- SET TASK 1:
In the forum thread below, change "chimney cap" to "top cap" and give the passage between "# Griffin 25" and "a bit thicker.", inclusive.

- TEXT PASSAGE:
· · · ·
# Griffin 25 with VCMT glass



## RiaanRed (20/5/16)

Hi All.
Just tought I would share my finding when using a VCMT 25mm glass on a Griffin 25mm.
The VCMT is abou 1mm taller than the original, so the chimney cap does not screw on completly. Then it has a minor leaking issue.
BUT
In your griffin box there is a bag of seals, you remove the original one on the chimney and look for a BLACK o-ring that is the same diamiter as the original but a bit thicker.
As per the picture: the original is the top white one and the one to use is the black one
That solves the leaking issue.
Thank you

Reactions: Like 2 | Winner 1 | Informative 2


----------



## brotiform (20/5/16)

Nice

Reactions: Like 1


----------



## Nightwalker (20/5/16)

Well played.
But let me get this right. You broke both glasses already?
Lucky for you, @Sir Vape and @BigGuy stock griffin-rta 25 replacement tank glass.
Rather do what I do and get 3 or 4 spares

Reactions: Like 1


----------



## RiaanRed (20/5/16)

Nightwalker said:


> Well played.
> But let me get this right. You broke both glasses already?
> Lucky for you, @Sir Vape and @BigGuy stock griffin-rta 25 replacement tank glass.
> Rather do what I do and get 3 or 4 spares


Lol! The day I got my Griffin 25, while I was installing the coils, the tank rolled of the table and broke, 3 days after that I went to visit my brother and he dropped my Griff with the frosted glass.
So I asked ALL the vape suppliers and no one had stock.
So I asked Sir Vape to check if the VCMT 25mm glass would fit and he confirmed that it does. Ordered 3 of them!


----------



## Nightwalker (20/5/16)

RiaanRed said:


> Lol! The day I got my Griffin 25, while I was installing the coils, the tank rolled of the table and broke, 3 days after that I went to visit my brother and he dropped my Griff with the frosted glass.
> So I asked ALL the vape suppliers and no one had stock.
> So I asked Sir Vape to check if the VCMT 25mm glass would fit and he confirmed that it does. Ordered 3 of them!


I just saw, sorry. Its a dual tank replacement


----------
· · · ·
- SET TASK 2:
Return every line of the listing below that contains the string "fork", matching case exactly.
· · · ·
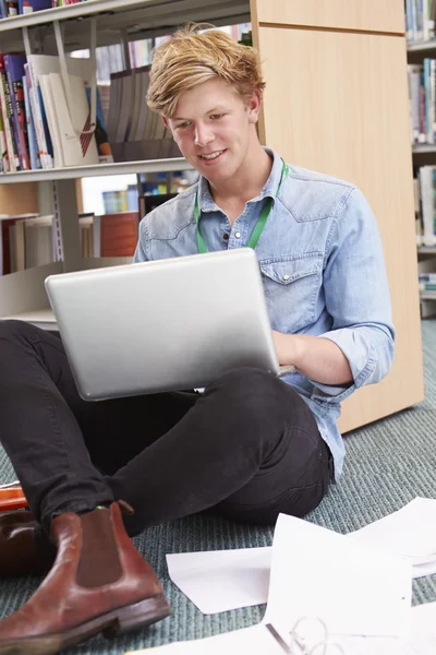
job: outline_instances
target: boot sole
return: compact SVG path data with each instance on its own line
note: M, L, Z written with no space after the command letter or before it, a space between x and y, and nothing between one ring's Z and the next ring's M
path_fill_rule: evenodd
M113 609L64 632L0 643L0 655L56 655L62 648L96 634L102 633L104 636L111 639L116 634L145 628L167 618L170 612L167 598L160 594L134 605Z

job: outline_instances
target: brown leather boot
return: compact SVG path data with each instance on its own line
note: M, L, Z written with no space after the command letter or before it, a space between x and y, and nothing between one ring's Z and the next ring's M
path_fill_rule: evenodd
M35 519L22 510L0 514L0 576L47 571L34 544Z
M21 609L0 621L1 655L51 655L102 632L165 619L170 607L128 536L118 503L51 522L55 564Z

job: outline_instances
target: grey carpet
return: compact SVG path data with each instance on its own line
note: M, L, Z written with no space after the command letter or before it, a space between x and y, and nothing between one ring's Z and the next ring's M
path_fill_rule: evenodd
M436 498L436 321L423 321L426 400L421 405L347 436L343 476L310 521L348 533L400 509L415 496ZM14 478L0 453L0 481ZM247 527L213 517L191 516L147 529L135 539L162 581L172 616L114 641L95 638L65 651L73 655L121 655L128 650L197 639L258 622L264 606L203 616L168 577L165 553L270 546L272 528ZM17 609L39 579L0 582L0 617ZM436 600L436 575L413 583L413 603Z

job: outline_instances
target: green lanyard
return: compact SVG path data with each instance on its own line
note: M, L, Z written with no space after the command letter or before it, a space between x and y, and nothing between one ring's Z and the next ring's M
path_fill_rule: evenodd
M277 187L277 191L276 191L276 198L280 193L281 183L287 175L288 175L288 165L283 162L283 167L281 169L279 186ZM271 207L272 207L272 198L268 196L266 199L266 203L261 212L261 216L258 217L257 223L254 227L253 234L250 237L250 241L247 243L249 248L253 248L253 250L254 250L255 247L257 246L257 242L262 235L262 230L265 227L265 224L269 216L269 212L271 211ZM198 191L196 192L196 195L195 195L194 218L195 218L195 223L197 225L198 252L207 252L206 243L204 242L204 239L203 239L202 235L199 234L199 228L198 228L198 221L199 221Z

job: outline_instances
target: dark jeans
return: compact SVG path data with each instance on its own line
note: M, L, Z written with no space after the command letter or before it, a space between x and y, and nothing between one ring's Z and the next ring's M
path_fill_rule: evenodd
M86 402L61 340L21 321L0 321L0 442L46 531L59 513L119 499L135 510L131 536L204 510L272 524L315 508L332 473L311 410L270 373Z

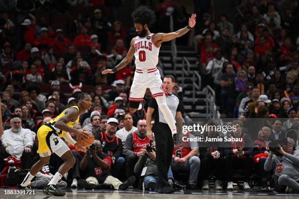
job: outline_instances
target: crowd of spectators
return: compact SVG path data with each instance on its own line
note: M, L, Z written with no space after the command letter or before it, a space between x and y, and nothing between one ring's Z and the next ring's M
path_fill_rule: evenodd
M69 144L76 163L63 179L73 187L110 186L122 189L121 181L135 178L134 187L142 187L143 182L146 188L154 190L155 153L148 149L150 142L146 137L146 122L128 112L134 63L115 75L101 73L126 56L134 30L117 20L115 5L107 3L109 1L103 4L104 0L68 1L72 7L84 3L83 7L91 12L86 16L75 13L71 22L66 23L68 27L55 29L57 26L53 23L57 21L51 23L48 18L34 13L41 8L53 11L56 4L38 1L17 4L16 8L27 6L23 9L26 11L1 13L0 87L4 132L0 132L0 171L5 166L3 158L11 156L21 158L22 168L29 169L39 158L37 130L64 109L76 105L78 95L87 91L93 106L81 116L76 128L94 134L95 148L84 154ZM166 1L157 6L158 23L168 22L169 13L172 12L167 9L169 5L177 6ZM63 7L56 7L53 15L59 15ZM281 157L267 151L270 141L290 138L279 153L284 157L282 160L299 166L299 153L293 147L298 145L299 137L298 1L244 0L236 8L239 17L235 23L229 22L223 15L217 23L211 21L210 14L204 14L202 25L196 28L200 34L194 39L198 44L199 70L203 83L216 91L222 113L238 118L232 124L238 127L237 130L230 136L242 138L244 141L175 143L169 182L173 184L174 174L183 171L190 173L188 188L209 189L208 180L214 168L213 188L232 189L234 165L244 172L245 189L250 188L253 168L256 168L263 189L270 189L267 172L274 169L277 185L298 191L298 185L292 180L299 179L299 175L292 170L292 164L287 173L278 172L275 169ZM186 21L182 9L175 12L176 20ZM50 86L44 90L47 84ZM70 93L62 92L69 84ZM84 88L88 90L83 91ZM174 85L173 92L179 96L178 88ZM147 104L151 97L147 90ZM275 119L252 132L243 128L247 118L266 118ZM211 120L208 123L215 122ZM192 133L187 136L193 138ZM223 134L212 131L205 132L203 138L219 136ZM62 163L53 155L48 169L43 170L55 173ZM145 166L148 169L142 172ZM144 173L142 177L141 173ZM199 183L202 181L202 186ZM222 183L225 181L226 187Z

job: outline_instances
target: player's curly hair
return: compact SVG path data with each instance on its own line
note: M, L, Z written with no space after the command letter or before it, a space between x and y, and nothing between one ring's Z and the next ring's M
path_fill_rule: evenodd
M78 102L79 100L83 100L85 96L87 96L87 95L90 96L90 95L89 95L89 94L88 93L85 93L85 92L81 93L79 94L79 95L78 96L78 98L77 98L77 102Z
M155 13L144 5L138 7L133 12L131 16L134 23L143 25L148 24L149 26L153 24L156 18Z

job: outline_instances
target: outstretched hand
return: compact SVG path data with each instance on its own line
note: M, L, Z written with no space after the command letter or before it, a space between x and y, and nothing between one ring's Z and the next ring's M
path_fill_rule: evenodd
M114 72L112 70L112 69L106 69L102 72L102 74L103 75L106 75L107 73L114 73Z
M195 20L196 19L196 14L192 14L192 15L191 15L191 17L189 18L189 25L191 28L193 28L194 26L195 25L196 22L195 21Z

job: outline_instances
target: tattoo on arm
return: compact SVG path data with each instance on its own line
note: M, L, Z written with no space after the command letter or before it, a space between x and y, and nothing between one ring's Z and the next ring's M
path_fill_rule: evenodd
M181 28L175 31L175 33L178 35L179 37L181 37L188 32L189 29L187 28L187 26Z

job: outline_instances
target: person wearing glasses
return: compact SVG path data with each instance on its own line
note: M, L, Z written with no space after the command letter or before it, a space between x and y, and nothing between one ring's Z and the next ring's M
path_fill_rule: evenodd
M274 171L273 179L277 187L286 186L286 193L292 190L299 192L299 154L293 155L295 141L288 138L287 142L286 145L279 146L278 153L270 151L264 168L266 171Z
M112 165L110 156L103 152L101 141L95 140L87 150L80 163L80 170L86 174L85 179L78 181L78 186L86 189L95 189L100 184L113 186L114 189L124 190L134 184L134 176L129 178L124 182L113 177L110 171Z

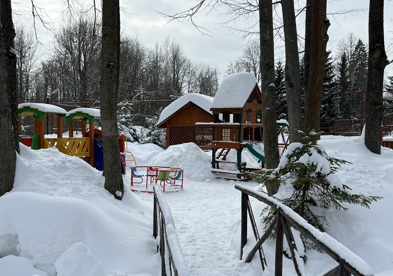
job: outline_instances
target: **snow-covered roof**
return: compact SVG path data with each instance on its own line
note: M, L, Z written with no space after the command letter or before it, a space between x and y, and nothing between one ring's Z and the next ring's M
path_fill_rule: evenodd
M71 114L77 112L82 112L88 114L93 117L101 117L100 110L97 108L87 108L84 107L79 107L73 109L68 112L68 114L66 117L70 116Z
M36 102L25 102L19 104L18 105L18 109L20 109L24 107L31 107L32 108L38 110L46 113L55 113L56 114L67 114L67 111L65 109L62 108L53 104L41 104Z
M157 124L160 125L164 121L169 119L182 108L189 102L191 102L207 112L213 114L210 111L211 103L213 98L212 97L202 95L196 93L186 94L171 103L169 105L164 108L160 116L160 119Z
M257 83L255 76L242 72L230 75L221 82L212 108L241 108Z

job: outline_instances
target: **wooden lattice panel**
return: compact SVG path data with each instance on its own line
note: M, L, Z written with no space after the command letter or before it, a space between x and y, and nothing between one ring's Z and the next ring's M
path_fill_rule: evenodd
M211 148L212 128L192 125L170 126L167 139L169 146L193 143L200 148Z

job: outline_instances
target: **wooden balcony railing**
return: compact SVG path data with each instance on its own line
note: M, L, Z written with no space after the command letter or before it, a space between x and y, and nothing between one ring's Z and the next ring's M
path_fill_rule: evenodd
M257 251L259 251L262 269L264 270L265 265L267 266L267 264L263 254L262 245L275 227L275 276L281 276L283 275L283 246L284 234L292 256L292 259L296 274L298 276L303 276L304 267L298 252L296 243L290 229L292 225L338 263L337 266L320 275L323 276L350 276L351 274L355 276L374 275L370 267L360 257L326 233L321 232L308 223L305 219L288 207L263 192L255 191L239 184L235 185L235 188L242 192L241 260L243 258L243 249L247 243L248 212L257 243L246 257L246 263L251 261ZM261 238L259 237L256 223L252 213L249 196L277 210L277 215Z

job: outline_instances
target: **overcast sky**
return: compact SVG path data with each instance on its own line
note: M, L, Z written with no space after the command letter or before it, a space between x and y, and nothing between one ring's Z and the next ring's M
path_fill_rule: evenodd
M25 6L28 12L31 2L19 0L18 4L14 3L13 8L21 9ZM124 32L132 35L137 31L141 41L147 46L152 46L156 41L162 42L168 35L174 38L182 45L184 52L193 61L200 62L213 66L217 66L222 73L225 73L230 60L236 58L241 53L242 48L247 41L241 39L240 35L231 33L227 28L222 27L220 23L225 21L226 18L220 15L225 10L217 10L206 14L201 13L195 18L197 24L210 31L211 36L204 35L189 22L172 22L166 24L167 19L157 14L156 11L173 14L182 11L195 4L198 0L123 0L121 6L125 12L121 14L121 20ZM296 1L295 1L296 2ZM48 14L48 20L53 23L56 27L61 20L61 11L64 9L62 2L59 0L34 0L35 4L43 8ZM92 1L85 0L86 5L91 5ZM388 58L393 59L393 1L385 1L385 41L387 51ZM301 6L301 4L299 5ZM366 0L338 0L331 1L328 4L327 13L340 11L349 10L357 8L367 8L369 1ZM278 7L281 9L280 7ZM331 23L329 28L329 42L328 49L334 49L338 41L352 31L355 35L361 38L365 44L368 40L368 11L357 13L354 15L328 15ZM28 13L23 18L15 18L16 24L23 23L26 27L31 26L31 16ZM304 18L298 17L298 32L304 33L302 22ZM237 27L241 29L253 25L255 20L244 20L237 22ZM166 25L166 26L165 26ZM49 44L51 35L45 30L41 25L37 24L37 35L40 41ZM279 40L275 46L283 45ZM47 46L48 47L48 46ZM276 49L276 58L283 57L282 48ZM393 75L393 65L391 64L385 70L386 75Z

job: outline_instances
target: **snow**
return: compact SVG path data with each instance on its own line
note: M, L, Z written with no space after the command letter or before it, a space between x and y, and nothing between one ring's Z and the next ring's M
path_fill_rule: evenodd
M382 148L381 155L377 155L367 150L359 137L322 138L320 143L328 154L352 163L338 170L343 183L354 193L384 198L372 203L370 209L343 203L348 211L325 210L330 224L327 233L336 240L319 232L316 235L345 252L351 261L359 261L357 265L363 265L356 255L359 256L368 265L363 268L369 266L378 272L376 276L393 275L389 219L393 206L393 150ZM173 228L169 231L174 238L177 234L190 274L274 275L275 241L268 239L263 245L268 266L264 272L257 254L249 263L239 260L241 194L234 188L235 181L212 176L211 152L204 152L191 143L171 146L165 151L153 144L127 144L138 165L157 162L157 165L184 169L183 190L163 196L176 227L176 232ZM14 273L17 267L38 270L29 271L26 276L77 275L89 262L98 267L98 275L103 271L105 276L160 274L160 258L152 235L153 195L131 193L127 188L128 172L120 201L104 189L101 173L81 159L54 148L34 151L20 146L14 188L0 197L0 274L11 266L13 276L25 276ZM235 154L230 152L227 160L235 159ZM242 158L248 163L256 163L246 149ZM253 190L259 188L252 181L242 185ZM250 200L260 235L264 225L259 215L266 205L252 197ZM250 223L246 255L255 243ZM294 235L301 256L295 231ZM10 254L16 256L4 257ZM306 255L304 267L308 275L318 275L337 265L326 254L314 250L308 250ZM9 261L11 258L17 260ZM75 267L67 265L73 259ZM292 260L285 258L283 275L296 275Z
M315 239L323 243L327 248L335 252L341 258L345 260L356 269L360 273L365 275L373 275L373 271L364 260L327 233L320 232L309 224L305 219L288 206L262 192L253 190L252 189L240 185L237 185L236 186L248 190L251 192L253 192L261 197L272 202L277 206L277 208L279 208L281 212L299 225L308 230Z
M126 150L129 151L134 155L136 161L136 164L138 166L151 166L152 165L152 160L156 156L164 152L164 150L162 148L154 144L149 143L147 144L134 144L129 142L126 143ZM126 154L126 160L129 160L130 157ZM130 164L126 164L127 166L133 166L132 162Z
M169 146L153 158L152 165L180 168L184 170L185 177L204 181L214 178L211 162L205 152L196 144L185 143Z
M31 262L27 258L8 255L0 258L0 272L4 276L48 276L46 272L35 268Z
M253 74L245 72L230 75L221 82L212 108L242 108L257 84Z
M55 276L55 263L82 242L108 276L158 274L151 205L127 186L123 200L115 199L103 188L102 172L80 158L20 144L14 188L0 197L0 243L4 235L17 236L7 252L18 244L17 255Z
M55 263L57 276L107 276L102 265L83 243L67 250Z
M32 108L38 109L39 111L46 113L56 113L57 114L66 114L67 111L66 110L62 108L53 104L48 104L37 103L36 102L25 102L19 104L18 105L18 109L20 109L26 106L31 107Z
M277 120L277 122L278 124L285 124L287 126L289 125L289 124L288 123L288 121L285 119L280 119L279 120Z
M100 110L98 108L88 108L84 107L79 107L77 108L73 109L72 110L70 110L68 112L68 114L67 116L69 116L72 114L78 112L88 114L93 117L99 118L101 117Z
M213 98L209 96L196 93L185 94L164 108L160 116L157 125L159 125L189 102L192 102L212 115L213 113L210 111L210 107L213 102Z

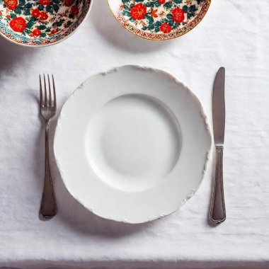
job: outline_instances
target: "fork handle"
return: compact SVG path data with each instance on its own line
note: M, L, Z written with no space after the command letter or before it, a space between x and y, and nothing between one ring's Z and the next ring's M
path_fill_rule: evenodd
M217 224L226 219L223 189L223 147L216 147L216 172L210 207L210 218L212 222Z
M45 130L45 173L43 193L42 195L40 217L48 219L55 216L57 213L55 195L53 190L52 179L50 166L50 143L49 131L50 121L46 122Z

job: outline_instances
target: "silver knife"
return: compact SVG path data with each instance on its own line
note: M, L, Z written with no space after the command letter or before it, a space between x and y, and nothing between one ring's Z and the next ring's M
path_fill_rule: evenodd
M225 132L225 69L217 73L213 89L213 128L216 147L216 171L210 219L214 224L226 219L223 188L223 149Z

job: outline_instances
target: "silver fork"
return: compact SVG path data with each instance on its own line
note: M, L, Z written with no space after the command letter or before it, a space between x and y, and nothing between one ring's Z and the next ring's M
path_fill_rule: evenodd
M49 90L47 91L46 79L43 74L44 84L44 98L42 92L42 85L41 75L39 75L40 86L40 114L43 117L46 122L45 130L45 174L43 193L42 195L41 206L40 214L42 219L51 219L55 216L57 213L55 195L53 190L52 179L50 174L50 154L49 154L49 131L50 124L52 118L56 114L57 103L56 103L56 90L55 79L52 76L53 87L53 101L52 90L50 87L50 76L47 75L47 84ZM48 93L47 93L48 92ZM48 96L47 96L48 93Z

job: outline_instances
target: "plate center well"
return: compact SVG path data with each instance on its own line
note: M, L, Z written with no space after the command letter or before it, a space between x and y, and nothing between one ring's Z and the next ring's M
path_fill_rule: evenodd
M86 141L89 163L102 181L122 190L141 191L173 170L181 136L176 118L163 103L128 94L93 115Z

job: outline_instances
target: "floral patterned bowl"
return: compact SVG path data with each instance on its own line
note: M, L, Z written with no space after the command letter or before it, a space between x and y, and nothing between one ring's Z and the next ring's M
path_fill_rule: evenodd
M0 0L0 34L22 45L56 44L73 33L92 0Z
M193 29L211 0L108 0L118 21L142 38L166 40Z

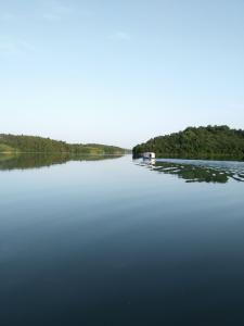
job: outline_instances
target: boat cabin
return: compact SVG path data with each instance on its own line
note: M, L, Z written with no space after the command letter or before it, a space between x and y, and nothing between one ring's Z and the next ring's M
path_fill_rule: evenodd
M145 152L142 154L142 158L145 160L154 160L156 158L154 152Z

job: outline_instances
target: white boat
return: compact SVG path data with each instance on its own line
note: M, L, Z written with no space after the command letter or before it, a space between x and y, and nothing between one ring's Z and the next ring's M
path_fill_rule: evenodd
M144 160L155 160L156 159L156 155L154 152L145 152L142 154L142 158Z

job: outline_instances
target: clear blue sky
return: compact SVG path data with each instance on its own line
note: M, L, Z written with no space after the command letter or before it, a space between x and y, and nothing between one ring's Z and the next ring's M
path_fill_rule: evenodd
M244 128L243 0L0 0L0 133L132 147Z

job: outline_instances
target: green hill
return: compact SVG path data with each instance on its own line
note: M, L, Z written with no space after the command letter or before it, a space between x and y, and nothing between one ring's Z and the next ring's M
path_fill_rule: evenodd
M244 130L228 126L189 127L133 148L133 156L153 151L157 158L244 160Z
M36 136L15 136L0 134L0 152L17 153L72 153L72 154L124 154L119 147L106 145L66 143Z

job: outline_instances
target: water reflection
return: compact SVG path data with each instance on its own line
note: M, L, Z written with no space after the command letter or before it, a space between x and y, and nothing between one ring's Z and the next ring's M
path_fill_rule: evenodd
M69 161L100 161L118 159L121 155L72 155L64 154L0 154L1 170L26 170L64 164Z
M176 175L187 183L244 181L244 162L162 159L139 161L137 164L158 173Z

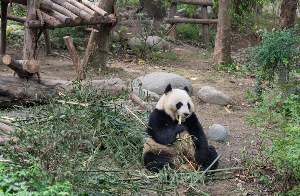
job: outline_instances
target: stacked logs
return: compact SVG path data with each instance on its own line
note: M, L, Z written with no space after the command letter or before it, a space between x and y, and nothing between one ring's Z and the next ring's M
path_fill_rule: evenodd
M11 0L1 0L9 2ZM112 23L116 21L114 14L108 14L88 0L82 0L82 3L76 0L40 0L39 9L46 23L46 28L50 29L87 25ZM26 9L26 0L12 0L12 2ZM128 19L127 13L121 15L121 20ZM7 19L24 23L28 28L40 28L43 26L39 20L26 21L26 19L8 14Z

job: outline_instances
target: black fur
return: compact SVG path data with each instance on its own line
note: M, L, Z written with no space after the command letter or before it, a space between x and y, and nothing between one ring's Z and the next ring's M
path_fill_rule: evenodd
M178 124L178 121L173 120L164 110L155 108L151 114L148 125L146 132L155 142L164 145L173 143L176 139L177 133L184 130L188 131L193 136L192 139L195 147L196 160L199 164L202 163L203 170L206 169L218 156L214 147L208 146L202 126L194 112L182 124ZM167 152L161 152L159 155L148 151L144 154L144 164L148 170L158 172L158 169L163 168L167 163L173 160L172 156L168 154ZM217 161L211 169L216 169L218 164ZM170 163L169 165L172 168L174 167L173 164Z
M166 89L165 89L165 91L164 93L166 94L171 90L172 90L172 86L171 86L171 84L169 84L166 87Z

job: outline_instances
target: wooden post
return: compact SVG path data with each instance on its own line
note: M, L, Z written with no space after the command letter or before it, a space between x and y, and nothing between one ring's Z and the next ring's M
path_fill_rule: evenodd
M174 19L174 16L176 15L176 10L177 9L177 3L172 2L170 4L170 12L169 17L172 20ZM170 28L172 29L170 34L170 37L173 39L175 39L176 37L176 23L172 23Z
M96 38L98 32L99 31L96 29L93 29L92 31L86 50L85 55L83 59L82 60L79 59L70 36L64 37L64 42L66 43L69 52L70 53L70 56L75 66L77 77L81 79L85 80L86 79L86 72L87 69L87 65L90 63L91 61L92 53L95 45Z
M26 9L26 20L37 20L36 9L38 1L27 0ZM36 29L25 28L24 35L24 46L23 49L23 59L30 60L35 59L35 52L34 49L35 45L35 38L38 35Z
M207 6L201 6L201 13L202 19L208 19L207 16ZM210 41L209 40L209 25L208 24L203 24L202 25L204 45L206 47L207 47L207 44L210 43Z
M6 48L6 23L7 6L8 3L1 2L1 34L0 35L0 54L5 54Z
M45 29L43 31L45 40L45 48L46 51L46 54L49 55L52 53L51 50L51 42L50 37L49 36L49 30L48 29Z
· · · ·
- EXERCISE OUTPUT 1:
# Griffin 25 with VCMT glass



## RiaanRed (20/5/16)

Hi All.
Just tought I would share my finding when using a VCMT 25mm glass on a Griffin 25mm.
The VCMT is abou 1mm taller than the original, so the top cap does not screw on completly. Then it has a minor leaking issue.
BUT
In your griffin box there is a bag of seals, you remove the original one on the chimney and look for a BLACK o-ring that is the same diamiter as the original but a bit thicker.

- EXERCISE OUTPUT 2:
target: "fork handle"
target: "silver fork"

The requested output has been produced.